» Text block:
The opinion of the court was delivered by: Judge Blanche M. Manning


Defendant Isis Ghobrial was a long-time employee of Ciorba Group, Inc. when she resigned on January 21, 2005. Upon her resignation, she was entitled to the cash value of Ciorba shares held in the Employee Stock Ownership Plan maintained for her benefit. Ciorba paid her more than $90,000 for her shares, but the parties dispute whether that was the correct amount. Ciorba contends that it inadvertently overpaid Ghobrial, and the trustee of the ESOP, Gerald Heimsoth, sued to get back approximately $20,000. Ghobrial disputes Ciorba's valuation and asserts that she was actually underpaid by about $88,000. She has also filed a counterclaim against Heimsoth and Ciorba in which she alleges that (1) she was denied her right to make pre-retirement diversification distribution elections and, (2) Heimsoth violated his fiduciary duties as trustee.

The parties have filed cross-motions for summary judgment on all counts. For the reasons stated below, Heimsoth and Ciorba's motion for summary judgment [143-1] is granted, while Ghobrial's motion for summary judgment [140-1] is denied.


The following facts are undisputed, except where noted. Ciorba Group, Inc. is a group of engineering consultants. It is not a publicly-traded company, but makes shares of the company available to its employees through its Employee Stock Ownership Plan ("ESOP"), a pension plan governed by the Employee Retirement Income Security Act of 1974, see 29 U.S.C. §§ 1104(a)(2), 1107(b), (d)(6). Over time, the ESOP allocates shares of the pool of Ciorba stock that it owns into employees' ESOP accounts. When vested employees leave the company, the shares that had been allocated to their account are returned to the pool of shares owned by the ESOP and the employee receives a distribution of the value of the shares. During Ghobrial's years with Ciorba, she had been allocated 28,250 shares of Ciorba stock in her ESOP account, and sought to obtain the value of those shares upon her resignation on January 21, 2005.

Under the 1997 Plan document (the one in effect when Ghobrial resigned), Ghobrial was entitled to compensation for the Ciorba shares allocated to her ESOP account based upon their value on December 31, 2004. Because Ciorba was not publicly-traded, the 1997 Plan required that the value of the shares be determined by an independent appraiser. However, the 2004 valuation had not been completed before Ghobrial's resignation on January 21, 2005. Rather than forcing her to wait, in February 2005 the ESOP distributed to her $90,287.11, representing 70% of the value of her shares based upon their value on December 31, 2003, the most recent valuation. The distribution was subject to adjustment upon the completion of the December 31, 2004, valuation.

» Data extract:

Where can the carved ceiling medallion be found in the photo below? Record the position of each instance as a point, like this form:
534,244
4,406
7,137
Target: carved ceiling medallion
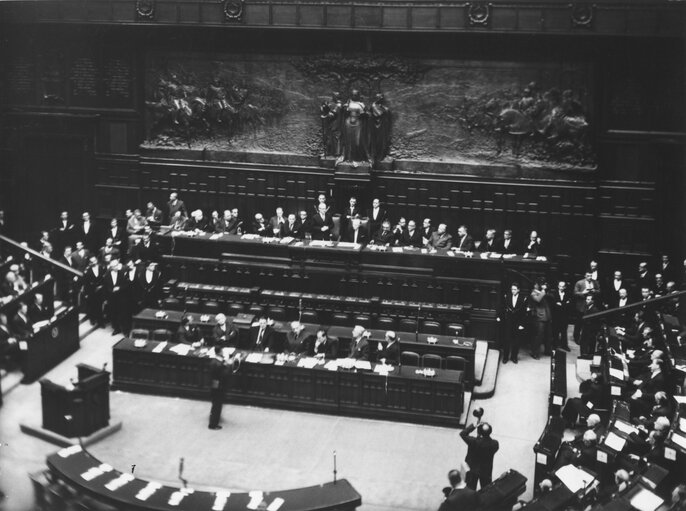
145,9
582,15
479,14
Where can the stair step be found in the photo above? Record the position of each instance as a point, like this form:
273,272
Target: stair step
490,377
480,355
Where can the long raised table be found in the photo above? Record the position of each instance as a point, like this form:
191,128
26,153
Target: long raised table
401,395
69,466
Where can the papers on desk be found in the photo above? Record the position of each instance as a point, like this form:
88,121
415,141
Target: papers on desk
617,373
615,442
679,440
308,362
625,427
220,500
68,451
363,365
574,478
255,499
254,358
645,500
181,349
160,347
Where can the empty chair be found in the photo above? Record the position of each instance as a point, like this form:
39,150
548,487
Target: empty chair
172,303
161,334
430,327
362,320
309,317
407,325
258,310
277,313
385,323
341,318
140,333
432,361
455,363
456,329
235,308
192,305
211,307
409,358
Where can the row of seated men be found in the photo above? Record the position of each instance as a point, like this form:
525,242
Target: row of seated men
298,340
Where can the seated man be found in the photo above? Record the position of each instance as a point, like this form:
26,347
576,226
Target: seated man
440,238
384,236
261,336
390,353
223,334
296,337
319,346
359,345
187,333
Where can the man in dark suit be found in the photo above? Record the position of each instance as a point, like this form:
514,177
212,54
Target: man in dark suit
276,223
118,236
187,333
376,216
440,238
223,334
175,204
261,336
93,291
296,338
561,302
426,231
113,293
321,345
464,242
384,237
63,234
489,243
513,319
322,224
458,497
150,285
480,452
38,311
507,244
355,233
259,226
583,288
411,237
87,232
390,352
359,345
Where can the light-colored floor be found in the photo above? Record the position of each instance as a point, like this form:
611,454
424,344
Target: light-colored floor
393,465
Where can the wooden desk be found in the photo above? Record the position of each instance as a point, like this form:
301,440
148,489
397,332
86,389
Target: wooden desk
402,395
445,345
68,467
50,345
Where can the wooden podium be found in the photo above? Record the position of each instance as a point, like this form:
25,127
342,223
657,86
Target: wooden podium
81,411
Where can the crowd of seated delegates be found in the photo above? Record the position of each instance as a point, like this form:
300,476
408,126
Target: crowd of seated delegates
119,264
375,228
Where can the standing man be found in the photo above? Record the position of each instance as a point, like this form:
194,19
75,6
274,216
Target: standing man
561,311
458,496
583,288
513,315
219,373
480,452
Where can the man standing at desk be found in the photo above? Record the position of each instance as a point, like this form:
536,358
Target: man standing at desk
480,452
359,346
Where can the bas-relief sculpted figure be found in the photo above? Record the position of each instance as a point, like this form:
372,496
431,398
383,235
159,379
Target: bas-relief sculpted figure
355,132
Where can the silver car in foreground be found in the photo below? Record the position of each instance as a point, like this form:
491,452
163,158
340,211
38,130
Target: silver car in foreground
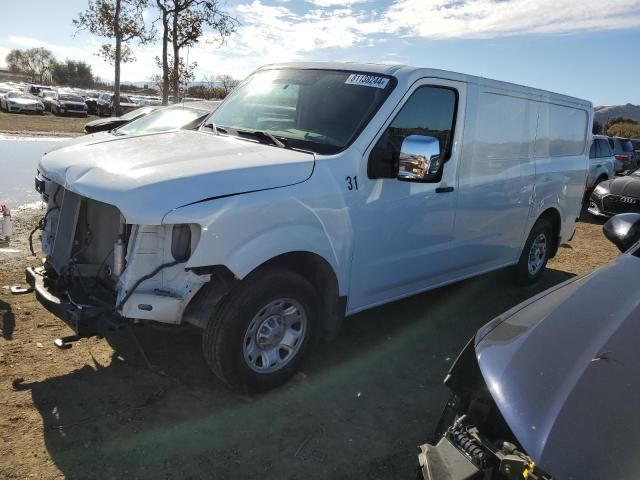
549,390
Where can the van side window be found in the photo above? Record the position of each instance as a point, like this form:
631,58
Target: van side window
604,150
430,111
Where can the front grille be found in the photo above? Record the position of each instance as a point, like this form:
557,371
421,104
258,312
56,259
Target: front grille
619,204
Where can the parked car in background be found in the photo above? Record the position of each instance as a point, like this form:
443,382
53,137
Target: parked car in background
158,119
36,89
164,119
601,162
618,195
68,104
47,97
625,158
104,105
548,389
91,101
21,102
109,123
313,192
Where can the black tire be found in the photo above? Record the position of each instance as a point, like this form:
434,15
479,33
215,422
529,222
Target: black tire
225,333
588,193
542,229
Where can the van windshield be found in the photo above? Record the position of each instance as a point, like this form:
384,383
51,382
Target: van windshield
318,110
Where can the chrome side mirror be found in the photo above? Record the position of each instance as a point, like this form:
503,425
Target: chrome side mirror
623,230
419,159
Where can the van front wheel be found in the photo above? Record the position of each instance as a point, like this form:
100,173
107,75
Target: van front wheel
535,254
260,332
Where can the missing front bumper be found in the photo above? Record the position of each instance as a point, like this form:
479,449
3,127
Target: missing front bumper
84,320
445,462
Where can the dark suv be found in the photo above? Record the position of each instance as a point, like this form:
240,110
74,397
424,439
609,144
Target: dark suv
625,158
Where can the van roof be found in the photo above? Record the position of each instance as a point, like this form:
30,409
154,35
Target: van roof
409,74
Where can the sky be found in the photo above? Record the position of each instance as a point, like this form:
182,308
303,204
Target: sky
584,48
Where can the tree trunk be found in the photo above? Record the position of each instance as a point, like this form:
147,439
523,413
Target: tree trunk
118,35
165,61
175,80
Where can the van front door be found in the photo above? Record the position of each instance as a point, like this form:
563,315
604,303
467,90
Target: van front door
402,230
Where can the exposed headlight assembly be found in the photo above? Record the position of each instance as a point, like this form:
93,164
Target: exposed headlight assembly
600,191
181,242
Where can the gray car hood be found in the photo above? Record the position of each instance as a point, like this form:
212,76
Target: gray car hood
563,370
627,186
148,176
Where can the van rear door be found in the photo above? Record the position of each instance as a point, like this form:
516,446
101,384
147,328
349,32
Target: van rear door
496,179
403,229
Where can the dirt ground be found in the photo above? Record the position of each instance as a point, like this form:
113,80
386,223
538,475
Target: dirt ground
358,410
47,123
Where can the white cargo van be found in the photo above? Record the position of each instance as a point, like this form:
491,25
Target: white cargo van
315,191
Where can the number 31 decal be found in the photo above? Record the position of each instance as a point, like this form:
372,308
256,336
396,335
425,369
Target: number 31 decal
352,183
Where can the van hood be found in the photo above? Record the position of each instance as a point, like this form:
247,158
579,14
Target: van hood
563,371
148,176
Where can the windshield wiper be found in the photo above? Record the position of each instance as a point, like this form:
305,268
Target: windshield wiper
258,134
264,135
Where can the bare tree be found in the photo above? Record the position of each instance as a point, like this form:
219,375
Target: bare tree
210,79
183,23
228,83
35,62
185,74
122,21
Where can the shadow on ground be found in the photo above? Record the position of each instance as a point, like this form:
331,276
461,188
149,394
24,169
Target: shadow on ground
8,320
359,409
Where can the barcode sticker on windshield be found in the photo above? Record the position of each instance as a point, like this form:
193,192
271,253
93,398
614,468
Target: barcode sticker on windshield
367,80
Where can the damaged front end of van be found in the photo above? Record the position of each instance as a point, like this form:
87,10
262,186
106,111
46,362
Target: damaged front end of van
113,248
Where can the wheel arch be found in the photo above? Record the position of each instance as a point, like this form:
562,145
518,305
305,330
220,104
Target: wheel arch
313,267
552,215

» Short exercise 1: List every dollar amount that appears in the court opinion.
» Short exercise 2: Write the next part of the court opinion, picking up right after its final sentence.

» Task output 1:
- more than $90,000
- approximately $20,000
- about $88,000
- $90,287.11

» Task output 2:
The December 31, 2004, valuation was completed on October 31, 2005, and reported a significant drop in the value of Ciorba shares. Heimsoth contends that, as a result, the value of Ghobrial's shares was only $70,980.39, $19,306.72 less than what the ESOP had previously distributed to her. Heimsoth notified Ghobrial in writing that she must return the overpayment, but she never did. So Heimsoth filed suit to recover the $19,306.72.

Ghobrial contends that the 2004 valuation was flawed and that, according to a report prepared by an accountant she hired, her shares should have been valued at $150,017. Accordingly, she asserts that she is under no obligation to return any of the distribution she received. She also asserts in her Second Amended Counterclaim that Heimsoth and Ciorba owe her damages based upon the following allegations: (1) she was denied the right to diversify a percentage of the Ciorba shares in her account during the period of time preceding her resignation, and (2) Heimsoth breached his fiduciary duties by orchestrating a change in the composition of Ciobra's board of directors to ensure that he could never be removed as trustee of the ESOP.

Each party has filed a motion for summary judgment, asking that judgment be entered in that party's favor on the single count of unjust enrichment under ERISA alleged in Heimsoth's complaint, as well as Ghobrial's claims of denial of the right to diversify and breach of fiduciary duty alleged in the Second Amended Counterclaim.


Summary judgment is proper when the "pleadings, depositions, answers to interrogatories, and admissions on file, together with the affidavits, if any, show that there is no genuine issue of any material fact." Fed. R. Civ. P. 56(c). The court construes all of the facts and the reasonable inferences drawn from those facts in favor of the non-movant. See Warren v. Solo Cup Co., 516 F.3d 627, 629 (7th Cir. 2008). The non-movant, however, may not merely rest upon the allegations or details in their pleadings, but instead, must set forth specific facts showing that there is a genuine issue for trial. See Celotex, 477 U.S. at 322.


I. Unjust Enrichment (Count I of Complaint)

In this count, Heimsoth alleges that Ghobrial has been unjustly enriched by retaining an overpayment of the value of her ESOP holdings. Ghobrial contends that she is entitled to summary judgment on this claim because the higher valuation performed by the accountant she hired, Howard Gamer, is more accurate than the lower valuation performed by the ESOP's long-time appraiser, John Maher.

To determine whether Heimsoth properly relied upon the valuation performed by Maher, the court must first look to the terms of the Plan. Under the Plan, valuations "must be made in good faith and based on all relevant factors for determining the fair market value of securities." 1997 Plan ¶ 6.2. The Plan addresses when a valuation has been made in good faith:

[A] determination of fair market value based on at least an annual appraisal independently arrived at by a person who customarily makes such appraisals and who is independent of any party to the transaction will be deemed to be a good faith determination of value. Company Stock not readily tradeable on an established securities market shall be valued by an independent appraiser meeting ...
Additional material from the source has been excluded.